**Description of the task**
Return each line of the entries that mentions the word "query".

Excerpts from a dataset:
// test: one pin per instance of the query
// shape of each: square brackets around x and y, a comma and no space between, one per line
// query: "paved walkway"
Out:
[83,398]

**Answer to the exercise**
// test: one pin per instance of the query
// query: "paved walkway"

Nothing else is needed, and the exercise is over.